**TAREAS**
1/ En la columna sobre la tecnología en la educación, ¿qué se habilitó hoy en las aulas?
2/ Reproduce el tramo de la columna sobre la tecnología en la educación que empieza en "A la luz de" y termina en "sin ese artefacto.".
3/ Según la columna sobre la tecnología en la educación, ¿por qué el manejo experto de computadoras, tablets y celulares no convierte a los chicos en genios? Explícalo en una a tres oraciones.

**TEXTO**
+--

Por SERGIO SINAY (*)
Mail: sergiosinay@gmail.com
Ayer se dotaba a los alumnos de computadoras. Hoy se habilitó el uso de teléfonos celulares en las aulas. Una y otra vez (y no serán las últimas) el argumento que se repite sostiene que de este modo se actualiza la educación. Por esta vía la escuela, dice esa teoría, se incorpora a la fiebre innovadora que, como el agua, se introduce hasta en los últimos intersticios de la actividad humana. Una pregunta, sin embargo, sobrevuela sobre estos episodios. ¿Mejora la calidad de la educación con estas innovaciones? ¿Se profundizan sus contenidos? ¿Transmiten valores y modelos de vida y vínculos? ¿Estimulan la capacidad de pensamiento, especialmente de pensamiento crítico? Las respuestas, por cierto, no están en Google, ni en Wikipedia, ni, mucho menos, en El rincón del vago. Y merecen que se les dedique tiempo.
A la luz de la euforia desatada alrededor de las tecnologías de información y conexión (no han demostrado ser de comunicación, como se las llama), estas innovaciones en la educación parecen comulgar con una creencia tan difundida como infundada. Según ella, los chicos y adolescentes de hoy son genios y se han diplomado de tales debido a su experto manejo de computadoras, tablets, celulares y sus “softwares” y derivados, como buscadores, redes sociales, etcétera. Esta confusión entre habilidad y genialidad es propia de una cultura que tiende a la superficialidad y a la simplificación. Algunas generaciones atrás hubo chicos nacidos en hogares donde había televisores, lo que les permitió familiarizarse pronto con su uso, pero de ninguna manera les otorgó patente de genios frente a sus padres, que habían nacido, habían crecido y se habían entretenido sin ese artefacto.
La destreza en el manejo de algo que es simplemente técnico y que está integrado al mundo cotidiano no acelera (ni mucho menos permite saltear) ciclos de maduración, no genera mágicamente conocimientos, no proporciona experiencia existencial. Los chicos son siempre chicos y necesitan, en todas las épocas y con todas las tecnologías, de adultos que piensen y les enseñen a pensar, que establezcan con claridad las coordenadas por donde va a circular la vida de esos chicos, y, fundamentalmente, que esas coordenadas transmitan valores y orienten hacia el desarrollo de una vida con sentido. Por mucho fanatismo y exaltación que despierten la inteligencia artificial y otras promesas del paganismo tecnológico, no hay mecanismo, programa o adminículo que remplacen hoy a aquellas funciones y responsabilidades que comienzan en el hogar, a cargo de padres y adultos significativos, y se completa en la escuela.

+--

**Entradas de datos almacenadas**

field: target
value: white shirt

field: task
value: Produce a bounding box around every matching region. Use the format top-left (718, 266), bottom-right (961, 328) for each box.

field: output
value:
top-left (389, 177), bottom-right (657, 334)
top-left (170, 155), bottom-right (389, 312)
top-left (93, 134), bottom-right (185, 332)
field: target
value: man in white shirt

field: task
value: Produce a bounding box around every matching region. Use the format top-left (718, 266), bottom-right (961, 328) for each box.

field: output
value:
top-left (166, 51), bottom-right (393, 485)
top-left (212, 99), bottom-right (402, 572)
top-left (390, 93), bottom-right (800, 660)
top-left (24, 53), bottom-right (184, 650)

+--

**RESPUESTAS POR TAREA**
1/ El uso de teléfonos celulares.

2/
A la luz de la euforia desatada alrededor de las tecnologías de información y conexión (no han demostrado ser de comunicación, como se las llama), estas innovaciones en la educación parecen comulgar con una creencia tan difundida como infundada. Según ella, los chicos y adolescentes de hoy son genios y se han diplomado de tales debido a su experto manejo de computadoras, tablets, celulares y sus “softwares” y derivados, como buscadores, redes sociales, etcétera. Esta confusión entre habilidad y genialidad es propia de una cultura que tiende a la superficialidad y a la simplificación. Algunas generaciones atrás hubo chicos nacidos en hogares donde había televisores, lo que les permitió familiarizarse pronto con su uso, pero de ninguna manera les otorgó patente de genios frente a sus padres, que habían nacido, habían crecido y se habían entretenido sin ese artefacto.

3/ Porque la destreza en algo simplemente técnico e integrado a la vida cotidiana no acelera los ciclos de maduración, no genera conocimientos por arte de magia ni proporciona experiencia existencial. Creer lo contrario es confundir habilidad con genialidad, una confusión propia de una cultura que tiende a la superficialidad y la simplificación.